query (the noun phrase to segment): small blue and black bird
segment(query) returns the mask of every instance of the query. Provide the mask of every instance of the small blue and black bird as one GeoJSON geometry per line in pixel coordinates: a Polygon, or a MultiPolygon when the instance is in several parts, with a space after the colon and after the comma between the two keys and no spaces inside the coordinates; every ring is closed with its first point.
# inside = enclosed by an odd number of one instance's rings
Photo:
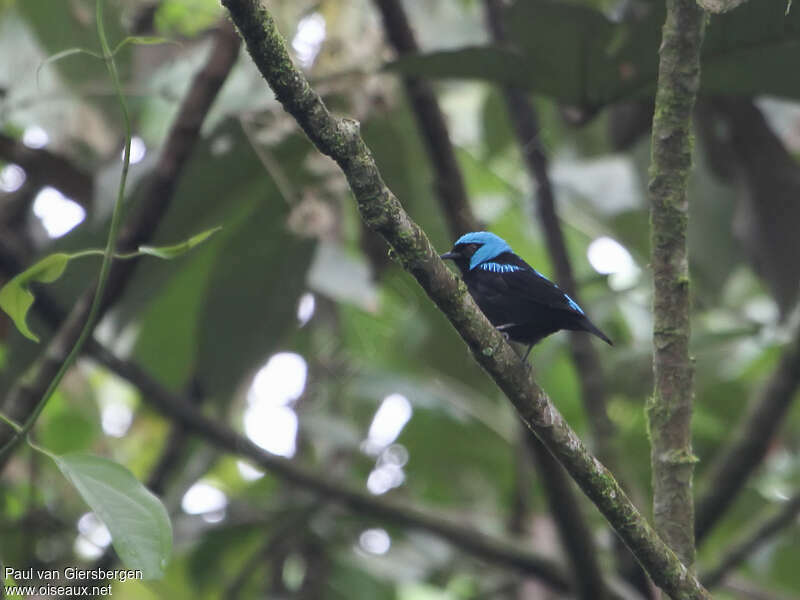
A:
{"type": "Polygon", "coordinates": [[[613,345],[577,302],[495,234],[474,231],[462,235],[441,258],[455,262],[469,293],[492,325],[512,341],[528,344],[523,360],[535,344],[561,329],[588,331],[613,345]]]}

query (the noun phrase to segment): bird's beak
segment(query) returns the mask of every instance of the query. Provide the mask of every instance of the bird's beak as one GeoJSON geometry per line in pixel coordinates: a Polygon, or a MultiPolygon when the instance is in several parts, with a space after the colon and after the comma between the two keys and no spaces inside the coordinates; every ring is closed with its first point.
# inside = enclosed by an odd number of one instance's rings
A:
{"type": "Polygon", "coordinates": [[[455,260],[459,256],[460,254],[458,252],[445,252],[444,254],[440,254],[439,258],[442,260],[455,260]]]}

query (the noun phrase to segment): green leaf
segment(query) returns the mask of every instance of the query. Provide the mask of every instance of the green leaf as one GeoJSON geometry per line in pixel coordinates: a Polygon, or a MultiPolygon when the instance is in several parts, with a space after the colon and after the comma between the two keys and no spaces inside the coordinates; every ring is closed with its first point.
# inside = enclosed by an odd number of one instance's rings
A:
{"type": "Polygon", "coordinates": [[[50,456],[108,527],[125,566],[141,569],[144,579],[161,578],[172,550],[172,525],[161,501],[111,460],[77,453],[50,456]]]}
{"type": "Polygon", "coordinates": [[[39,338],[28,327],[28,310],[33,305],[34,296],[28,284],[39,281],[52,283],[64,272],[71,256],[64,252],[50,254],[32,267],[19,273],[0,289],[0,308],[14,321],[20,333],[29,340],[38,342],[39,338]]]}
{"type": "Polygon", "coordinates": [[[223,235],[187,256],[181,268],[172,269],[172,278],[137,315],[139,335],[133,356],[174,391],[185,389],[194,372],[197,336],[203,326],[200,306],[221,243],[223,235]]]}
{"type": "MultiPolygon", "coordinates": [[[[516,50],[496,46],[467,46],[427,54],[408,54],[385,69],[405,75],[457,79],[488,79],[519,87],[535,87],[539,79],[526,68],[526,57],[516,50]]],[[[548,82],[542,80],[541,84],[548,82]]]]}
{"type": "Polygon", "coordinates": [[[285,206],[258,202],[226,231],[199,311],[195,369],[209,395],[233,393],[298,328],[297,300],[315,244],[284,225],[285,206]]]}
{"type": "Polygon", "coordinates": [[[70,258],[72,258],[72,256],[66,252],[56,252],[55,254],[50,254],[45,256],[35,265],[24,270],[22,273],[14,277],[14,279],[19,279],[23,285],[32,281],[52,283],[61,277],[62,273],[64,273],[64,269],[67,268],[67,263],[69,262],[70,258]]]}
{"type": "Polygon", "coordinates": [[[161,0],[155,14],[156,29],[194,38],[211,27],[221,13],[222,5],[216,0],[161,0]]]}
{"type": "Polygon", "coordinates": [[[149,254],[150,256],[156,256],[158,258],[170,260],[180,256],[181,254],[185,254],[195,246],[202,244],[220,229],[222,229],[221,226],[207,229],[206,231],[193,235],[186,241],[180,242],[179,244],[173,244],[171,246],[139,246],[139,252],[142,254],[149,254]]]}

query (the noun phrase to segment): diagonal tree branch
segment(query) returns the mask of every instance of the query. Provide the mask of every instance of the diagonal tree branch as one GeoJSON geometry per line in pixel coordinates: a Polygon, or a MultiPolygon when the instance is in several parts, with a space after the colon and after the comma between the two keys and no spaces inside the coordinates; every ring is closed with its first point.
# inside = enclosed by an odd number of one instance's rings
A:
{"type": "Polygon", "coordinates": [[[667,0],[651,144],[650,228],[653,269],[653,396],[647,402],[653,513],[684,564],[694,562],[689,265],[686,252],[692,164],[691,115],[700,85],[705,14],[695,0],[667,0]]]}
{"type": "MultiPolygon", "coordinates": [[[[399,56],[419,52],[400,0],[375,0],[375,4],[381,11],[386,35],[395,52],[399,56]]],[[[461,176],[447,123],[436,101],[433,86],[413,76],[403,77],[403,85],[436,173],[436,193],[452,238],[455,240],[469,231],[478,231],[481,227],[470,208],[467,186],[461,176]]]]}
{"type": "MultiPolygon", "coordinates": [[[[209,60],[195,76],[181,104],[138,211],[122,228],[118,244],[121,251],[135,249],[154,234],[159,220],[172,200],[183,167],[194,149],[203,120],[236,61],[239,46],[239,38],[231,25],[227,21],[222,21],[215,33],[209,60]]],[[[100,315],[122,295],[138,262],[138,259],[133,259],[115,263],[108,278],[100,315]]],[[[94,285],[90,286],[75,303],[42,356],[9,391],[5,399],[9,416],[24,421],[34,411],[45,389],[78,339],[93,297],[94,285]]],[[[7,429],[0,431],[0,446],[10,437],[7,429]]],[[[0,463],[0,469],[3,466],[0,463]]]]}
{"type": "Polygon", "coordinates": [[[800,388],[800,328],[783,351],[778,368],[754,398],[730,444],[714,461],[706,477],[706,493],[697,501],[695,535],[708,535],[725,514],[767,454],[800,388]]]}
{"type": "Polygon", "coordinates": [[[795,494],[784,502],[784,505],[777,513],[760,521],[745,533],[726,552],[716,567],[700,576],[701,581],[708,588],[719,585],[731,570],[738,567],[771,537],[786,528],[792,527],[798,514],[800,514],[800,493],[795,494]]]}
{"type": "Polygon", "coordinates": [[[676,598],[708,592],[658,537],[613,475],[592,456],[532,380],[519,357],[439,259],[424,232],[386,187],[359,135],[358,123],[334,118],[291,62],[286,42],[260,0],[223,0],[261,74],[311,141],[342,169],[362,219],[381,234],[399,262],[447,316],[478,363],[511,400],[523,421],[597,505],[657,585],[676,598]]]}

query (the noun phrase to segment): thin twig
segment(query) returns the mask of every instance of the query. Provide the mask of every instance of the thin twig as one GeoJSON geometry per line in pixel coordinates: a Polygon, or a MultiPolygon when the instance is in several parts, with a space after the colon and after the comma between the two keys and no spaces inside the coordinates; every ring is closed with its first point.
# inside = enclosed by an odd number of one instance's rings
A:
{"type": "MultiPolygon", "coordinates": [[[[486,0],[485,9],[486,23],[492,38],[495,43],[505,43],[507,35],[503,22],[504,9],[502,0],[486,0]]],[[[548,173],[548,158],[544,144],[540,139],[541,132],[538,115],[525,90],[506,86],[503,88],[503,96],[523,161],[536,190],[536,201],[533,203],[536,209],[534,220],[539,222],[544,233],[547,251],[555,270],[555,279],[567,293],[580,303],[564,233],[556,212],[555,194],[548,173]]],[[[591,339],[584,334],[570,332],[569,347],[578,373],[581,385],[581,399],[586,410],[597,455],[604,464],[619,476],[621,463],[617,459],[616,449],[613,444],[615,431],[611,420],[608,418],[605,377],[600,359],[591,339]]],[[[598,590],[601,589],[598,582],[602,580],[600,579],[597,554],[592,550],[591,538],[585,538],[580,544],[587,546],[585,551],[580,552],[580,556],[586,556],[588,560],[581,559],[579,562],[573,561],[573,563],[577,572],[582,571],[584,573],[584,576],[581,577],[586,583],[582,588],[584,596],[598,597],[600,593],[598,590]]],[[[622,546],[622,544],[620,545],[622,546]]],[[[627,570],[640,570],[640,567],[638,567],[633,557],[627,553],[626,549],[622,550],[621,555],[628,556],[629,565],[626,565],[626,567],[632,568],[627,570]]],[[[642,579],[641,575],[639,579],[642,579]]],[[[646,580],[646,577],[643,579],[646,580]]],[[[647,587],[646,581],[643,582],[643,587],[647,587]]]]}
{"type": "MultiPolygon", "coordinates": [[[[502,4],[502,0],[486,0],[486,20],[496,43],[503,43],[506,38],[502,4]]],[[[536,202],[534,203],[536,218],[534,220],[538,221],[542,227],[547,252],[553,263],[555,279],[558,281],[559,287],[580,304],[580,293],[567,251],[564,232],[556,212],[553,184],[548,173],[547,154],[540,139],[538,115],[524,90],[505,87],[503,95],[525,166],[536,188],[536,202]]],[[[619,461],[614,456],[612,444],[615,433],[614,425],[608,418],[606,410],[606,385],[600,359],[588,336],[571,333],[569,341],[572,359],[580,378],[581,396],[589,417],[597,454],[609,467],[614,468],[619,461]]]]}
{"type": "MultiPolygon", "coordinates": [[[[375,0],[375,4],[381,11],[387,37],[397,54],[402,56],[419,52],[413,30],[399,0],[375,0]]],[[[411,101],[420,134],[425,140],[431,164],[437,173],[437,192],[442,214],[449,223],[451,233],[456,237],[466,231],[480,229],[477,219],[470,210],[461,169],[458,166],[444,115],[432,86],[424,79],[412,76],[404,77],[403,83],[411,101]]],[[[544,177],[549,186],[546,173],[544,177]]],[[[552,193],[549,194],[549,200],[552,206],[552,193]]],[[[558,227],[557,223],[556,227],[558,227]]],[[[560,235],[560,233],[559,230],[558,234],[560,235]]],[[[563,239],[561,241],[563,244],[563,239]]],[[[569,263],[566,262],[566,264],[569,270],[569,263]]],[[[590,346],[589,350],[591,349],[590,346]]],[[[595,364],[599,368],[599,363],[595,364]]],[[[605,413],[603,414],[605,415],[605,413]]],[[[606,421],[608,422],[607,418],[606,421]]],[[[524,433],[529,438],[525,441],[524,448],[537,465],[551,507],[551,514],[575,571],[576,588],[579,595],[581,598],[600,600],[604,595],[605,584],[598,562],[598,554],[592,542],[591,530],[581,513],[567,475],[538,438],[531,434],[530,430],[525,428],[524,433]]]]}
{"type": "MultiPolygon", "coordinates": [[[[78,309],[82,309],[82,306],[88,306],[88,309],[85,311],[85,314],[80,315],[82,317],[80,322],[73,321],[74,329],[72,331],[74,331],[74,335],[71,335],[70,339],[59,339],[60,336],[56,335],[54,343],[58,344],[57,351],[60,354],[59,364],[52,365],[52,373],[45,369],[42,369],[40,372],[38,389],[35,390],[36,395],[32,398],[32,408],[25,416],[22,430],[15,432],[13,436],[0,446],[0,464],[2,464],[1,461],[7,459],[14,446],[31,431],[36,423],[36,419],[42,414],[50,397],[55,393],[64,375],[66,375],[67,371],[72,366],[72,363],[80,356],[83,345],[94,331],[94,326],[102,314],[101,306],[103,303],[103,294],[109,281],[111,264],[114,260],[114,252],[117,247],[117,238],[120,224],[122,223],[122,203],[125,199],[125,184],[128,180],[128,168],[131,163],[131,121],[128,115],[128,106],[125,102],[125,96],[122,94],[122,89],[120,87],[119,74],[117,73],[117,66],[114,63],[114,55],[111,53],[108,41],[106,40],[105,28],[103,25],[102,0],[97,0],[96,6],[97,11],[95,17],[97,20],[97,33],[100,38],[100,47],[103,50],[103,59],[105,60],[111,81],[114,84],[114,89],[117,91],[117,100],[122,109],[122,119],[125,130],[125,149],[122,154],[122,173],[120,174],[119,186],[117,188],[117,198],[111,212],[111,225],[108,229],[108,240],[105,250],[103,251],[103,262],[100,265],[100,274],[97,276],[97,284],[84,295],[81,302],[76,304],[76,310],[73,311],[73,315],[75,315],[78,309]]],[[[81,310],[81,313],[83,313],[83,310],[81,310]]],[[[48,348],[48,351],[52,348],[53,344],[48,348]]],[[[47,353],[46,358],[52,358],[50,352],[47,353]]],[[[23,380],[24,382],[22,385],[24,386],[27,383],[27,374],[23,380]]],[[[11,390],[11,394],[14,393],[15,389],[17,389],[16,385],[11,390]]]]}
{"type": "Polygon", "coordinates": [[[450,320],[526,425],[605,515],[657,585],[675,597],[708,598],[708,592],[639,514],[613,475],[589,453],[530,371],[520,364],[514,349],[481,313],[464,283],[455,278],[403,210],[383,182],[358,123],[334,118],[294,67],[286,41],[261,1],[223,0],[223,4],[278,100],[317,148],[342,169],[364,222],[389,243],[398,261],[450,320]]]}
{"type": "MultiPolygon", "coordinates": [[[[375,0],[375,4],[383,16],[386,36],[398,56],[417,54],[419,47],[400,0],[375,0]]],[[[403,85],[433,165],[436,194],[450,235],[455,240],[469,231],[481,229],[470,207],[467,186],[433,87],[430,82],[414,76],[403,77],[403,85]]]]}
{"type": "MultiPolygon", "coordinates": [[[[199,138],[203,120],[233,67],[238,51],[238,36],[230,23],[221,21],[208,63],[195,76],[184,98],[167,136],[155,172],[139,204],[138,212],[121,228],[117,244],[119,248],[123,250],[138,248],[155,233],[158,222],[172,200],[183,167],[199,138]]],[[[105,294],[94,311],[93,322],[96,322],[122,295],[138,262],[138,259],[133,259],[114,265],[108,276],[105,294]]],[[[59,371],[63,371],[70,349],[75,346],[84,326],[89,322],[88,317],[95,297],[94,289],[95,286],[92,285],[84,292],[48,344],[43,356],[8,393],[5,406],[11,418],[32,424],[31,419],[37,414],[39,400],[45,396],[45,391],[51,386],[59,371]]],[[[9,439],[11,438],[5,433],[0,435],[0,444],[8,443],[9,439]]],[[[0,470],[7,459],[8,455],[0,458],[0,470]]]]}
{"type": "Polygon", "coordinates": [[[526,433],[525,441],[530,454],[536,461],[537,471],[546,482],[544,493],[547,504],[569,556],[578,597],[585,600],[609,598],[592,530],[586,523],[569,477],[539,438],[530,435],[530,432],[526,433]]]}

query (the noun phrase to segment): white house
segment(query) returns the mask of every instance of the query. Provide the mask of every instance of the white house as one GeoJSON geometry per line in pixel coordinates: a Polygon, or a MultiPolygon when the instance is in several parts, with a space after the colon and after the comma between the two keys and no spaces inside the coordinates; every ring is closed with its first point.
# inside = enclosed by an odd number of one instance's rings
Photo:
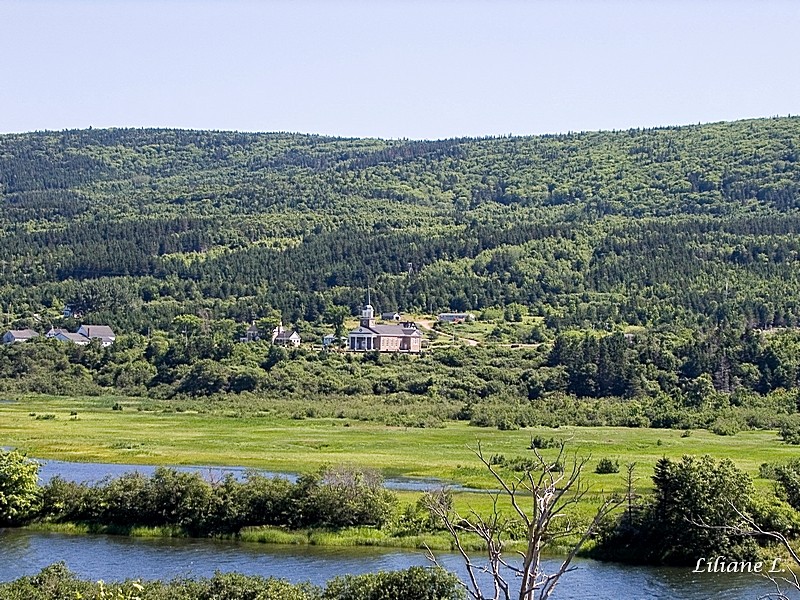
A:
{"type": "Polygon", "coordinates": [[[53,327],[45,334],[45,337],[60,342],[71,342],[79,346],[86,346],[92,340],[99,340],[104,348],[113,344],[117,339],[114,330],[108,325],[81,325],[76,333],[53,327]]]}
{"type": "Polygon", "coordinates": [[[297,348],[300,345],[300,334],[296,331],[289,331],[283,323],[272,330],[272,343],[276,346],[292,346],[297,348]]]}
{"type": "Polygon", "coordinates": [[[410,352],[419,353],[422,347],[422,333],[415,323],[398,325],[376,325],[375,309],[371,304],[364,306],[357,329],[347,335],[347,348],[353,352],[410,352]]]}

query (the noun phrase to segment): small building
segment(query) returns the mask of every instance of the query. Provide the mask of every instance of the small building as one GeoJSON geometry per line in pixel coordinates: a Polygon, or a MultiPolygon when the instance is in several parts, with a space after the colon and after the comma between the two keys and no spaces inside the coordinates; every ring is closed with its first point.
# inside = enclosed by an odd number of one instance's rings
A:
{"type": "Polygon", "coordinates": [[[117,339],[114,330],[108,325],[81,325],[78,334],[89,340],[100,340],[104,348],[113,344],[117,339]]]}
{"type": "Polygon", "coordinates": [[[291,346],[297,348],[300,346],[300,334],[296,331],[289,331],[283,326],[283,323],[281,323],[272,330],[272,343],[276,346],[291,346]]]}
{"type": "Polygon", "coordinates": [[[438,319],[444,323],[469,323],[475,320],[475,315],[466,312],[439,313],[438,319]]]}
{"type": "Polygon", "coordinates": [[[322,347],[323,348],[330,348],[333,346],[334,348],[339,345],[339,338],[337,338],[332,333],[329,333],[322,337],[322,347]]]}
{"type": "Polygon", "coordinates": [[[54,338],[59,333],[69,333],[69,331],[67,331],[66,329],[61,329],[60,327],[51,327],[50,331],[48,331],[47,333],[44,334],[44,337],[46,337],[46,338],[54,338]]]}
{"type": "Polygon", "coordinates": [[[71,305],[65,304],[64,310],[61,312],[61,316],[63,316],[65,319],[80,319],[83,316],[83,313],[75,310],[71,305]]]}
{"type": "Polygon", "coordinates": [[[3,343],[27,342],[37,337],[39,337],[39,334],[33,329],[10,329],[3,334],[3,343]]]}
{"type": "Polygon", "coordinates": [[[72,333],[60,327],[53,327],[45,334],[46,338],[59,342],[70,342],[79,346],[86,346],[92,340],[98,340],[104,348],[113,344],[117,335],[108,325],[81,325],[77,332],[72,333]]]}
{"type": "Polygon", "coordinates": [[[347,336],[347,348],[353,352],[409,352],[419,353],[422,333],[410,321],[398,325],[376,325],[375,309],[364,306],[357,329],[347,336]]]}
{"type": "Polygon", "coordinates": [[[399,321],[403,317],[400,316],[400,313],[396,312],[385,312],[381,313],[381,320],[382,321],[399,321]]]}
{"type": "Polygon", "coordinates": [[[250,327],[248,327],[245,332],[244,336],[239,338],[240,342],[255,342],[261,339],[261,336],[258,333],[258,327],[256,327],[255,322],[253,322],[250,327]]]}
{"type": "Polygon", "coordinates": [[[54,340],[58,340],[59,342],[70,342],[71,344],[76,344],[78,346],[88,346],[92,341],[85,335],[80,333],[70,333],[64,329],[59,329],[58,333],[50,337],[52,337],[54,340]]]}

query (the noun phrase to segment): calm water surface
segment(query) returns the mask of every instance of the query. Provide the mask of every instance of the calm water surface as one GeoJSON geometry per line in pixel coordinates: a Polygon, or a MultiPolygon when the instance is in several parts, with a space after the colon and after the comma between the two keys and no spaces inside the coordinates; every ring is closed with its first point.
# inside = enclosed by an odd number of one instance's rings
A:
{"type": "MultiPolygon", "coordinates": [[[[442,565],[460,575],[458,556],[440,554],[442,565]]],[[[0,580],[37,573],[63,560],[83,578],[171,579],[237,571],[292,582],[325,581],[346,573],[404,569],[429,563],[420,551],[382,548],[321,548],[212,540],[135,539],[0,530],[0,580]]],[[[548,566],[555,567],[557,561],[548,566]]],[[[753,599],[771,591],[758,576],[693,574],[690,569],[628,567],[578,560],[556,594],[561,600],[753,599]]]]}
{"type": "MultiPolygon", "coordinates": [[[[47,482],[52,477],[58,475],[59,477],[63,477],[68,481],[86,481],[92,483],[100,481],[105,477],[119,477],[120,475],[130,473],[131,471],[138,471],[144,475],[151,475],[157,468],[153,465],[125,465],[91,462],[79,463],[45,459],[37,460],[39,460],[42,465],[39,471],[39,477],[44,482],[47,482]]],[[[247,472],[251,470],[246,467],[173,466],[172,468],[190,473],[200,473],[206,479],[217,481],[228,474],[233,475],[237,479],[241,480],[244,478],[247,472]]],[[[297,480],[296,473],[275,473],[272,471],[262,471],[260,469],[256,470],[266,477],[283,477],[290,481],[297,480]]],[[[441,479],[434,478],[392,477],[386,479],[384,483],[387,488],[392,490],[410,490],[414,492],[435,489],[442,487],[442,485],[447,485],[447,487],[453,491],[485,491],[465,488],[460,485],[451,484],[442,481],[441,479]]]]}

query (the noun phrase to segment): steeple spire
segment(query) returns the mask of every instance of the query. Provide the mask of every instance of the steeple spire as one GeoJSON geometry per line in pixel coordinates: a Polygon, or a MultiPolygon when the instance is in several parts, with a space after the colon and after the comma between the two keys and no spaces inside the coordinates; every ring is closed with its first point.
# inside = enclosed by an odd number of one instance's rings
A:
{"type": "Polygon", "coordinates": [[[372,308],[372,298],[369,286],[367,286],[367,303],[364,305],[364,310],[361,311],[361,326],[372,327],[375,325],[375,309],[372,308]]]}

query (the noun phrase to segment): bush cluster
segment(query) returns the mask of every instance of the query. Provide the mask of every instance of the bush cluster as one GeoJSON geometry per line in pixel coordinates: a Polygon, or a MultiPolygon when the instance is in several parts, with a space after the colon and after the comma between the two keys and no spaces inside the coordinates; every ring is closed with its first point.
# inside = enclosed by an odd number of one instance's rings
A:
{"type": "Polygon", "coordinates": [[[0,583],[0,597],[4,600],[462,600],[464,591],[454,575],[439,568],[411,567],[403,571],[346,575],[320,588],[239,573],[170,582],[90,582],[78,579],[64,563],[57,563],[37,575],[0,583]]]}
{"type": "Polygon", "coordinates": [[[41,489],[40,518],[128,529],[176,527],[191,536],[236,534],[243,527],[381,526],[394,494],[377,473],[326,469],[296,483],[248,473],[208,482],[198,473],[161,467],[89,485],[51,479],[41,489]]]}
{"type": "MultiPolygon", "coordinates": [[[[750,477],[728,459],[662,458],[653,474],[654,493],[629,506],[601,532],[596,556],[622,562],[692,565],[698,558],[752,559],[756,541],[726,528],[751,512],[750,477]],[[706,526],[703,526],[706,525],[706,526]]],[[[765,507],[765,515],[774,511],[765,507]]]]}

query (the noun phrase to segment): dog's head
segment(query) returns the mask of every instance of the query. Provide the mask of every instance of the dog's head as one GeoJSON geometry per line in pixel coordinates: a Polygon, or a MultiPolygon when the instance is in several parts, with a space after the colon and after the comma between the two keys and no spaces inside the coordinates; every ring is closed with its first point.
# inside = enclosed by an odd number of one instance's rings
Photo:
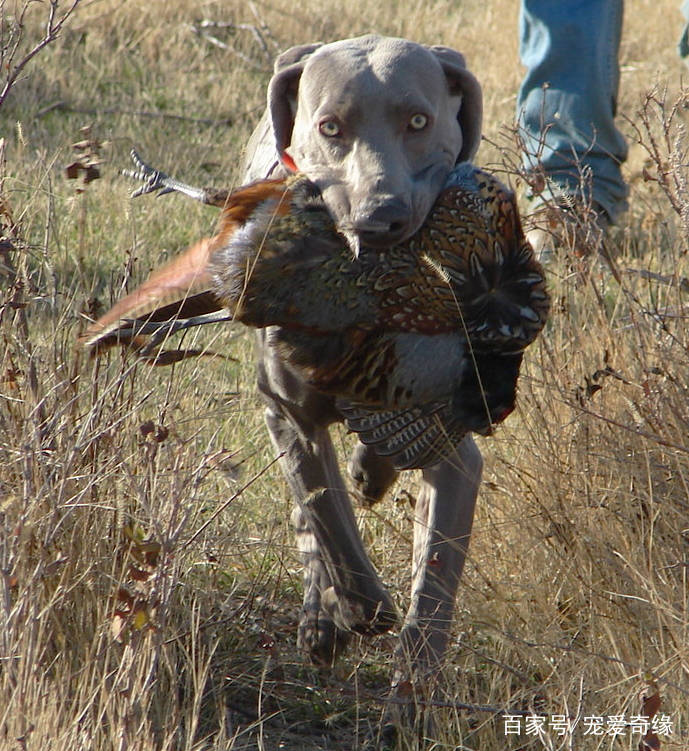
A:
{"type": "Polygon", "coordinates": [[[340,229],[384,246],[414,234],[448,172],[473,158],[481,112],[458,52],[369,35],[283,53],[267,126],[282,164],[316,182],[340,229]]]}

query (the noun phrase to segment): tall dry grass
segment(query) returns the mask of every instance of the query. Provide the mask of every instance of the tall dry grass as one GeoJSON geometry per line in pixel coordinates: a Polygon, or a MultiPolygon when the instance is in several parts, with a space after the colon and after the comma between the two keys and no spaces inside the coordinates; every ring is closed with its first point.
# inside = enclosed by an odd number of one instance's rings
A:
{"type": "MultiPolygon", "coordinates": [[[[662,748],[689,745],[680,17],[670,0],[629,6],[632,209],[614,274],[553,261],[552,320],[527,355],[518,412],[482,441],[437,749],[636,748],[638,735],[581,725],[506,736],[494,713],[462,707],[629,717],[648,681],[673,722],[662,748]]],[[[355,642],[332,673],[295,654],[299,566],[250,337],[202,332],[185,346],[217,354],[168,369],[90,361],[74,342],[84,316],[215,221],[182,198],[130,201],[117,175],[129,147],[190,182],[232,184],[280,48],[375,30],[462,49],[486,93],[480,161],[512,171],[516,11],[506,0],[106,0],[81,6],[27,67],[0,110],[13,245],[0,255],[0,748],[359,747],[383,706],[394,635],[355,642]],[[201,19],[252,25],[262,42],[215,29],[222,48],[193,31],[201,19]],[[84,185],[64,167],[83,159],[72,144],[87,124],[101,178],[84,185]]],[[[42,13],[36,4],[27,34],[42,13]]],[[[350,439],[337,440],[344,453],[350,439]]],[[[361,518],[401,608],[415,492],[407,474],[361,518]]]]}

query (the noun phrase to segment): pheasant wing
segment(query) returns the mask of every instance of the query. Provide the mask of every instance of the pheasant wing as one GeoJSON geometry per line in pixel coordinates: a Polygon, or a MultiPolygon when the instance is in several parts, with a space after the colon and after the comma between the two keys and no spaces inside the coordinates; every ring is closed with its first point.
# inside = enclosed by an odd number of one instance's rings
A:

__Work item__. Scan the material above for the string "steeple". Copy each line that holds it.

__Solved problem__.
query (the noun phrase to segment): steeple spire
segment(query) returns the mask of every instance of the query. Provide the mask of every instance of the steeple spire as one GeoJSON geometry per line in pixel coordinates: a Polygon, or a MultiPolygon when the instance is in several parts, with a space after the colon and after the comma between the two keys and no spaces inside the coordinates; every ring is closed with its first point.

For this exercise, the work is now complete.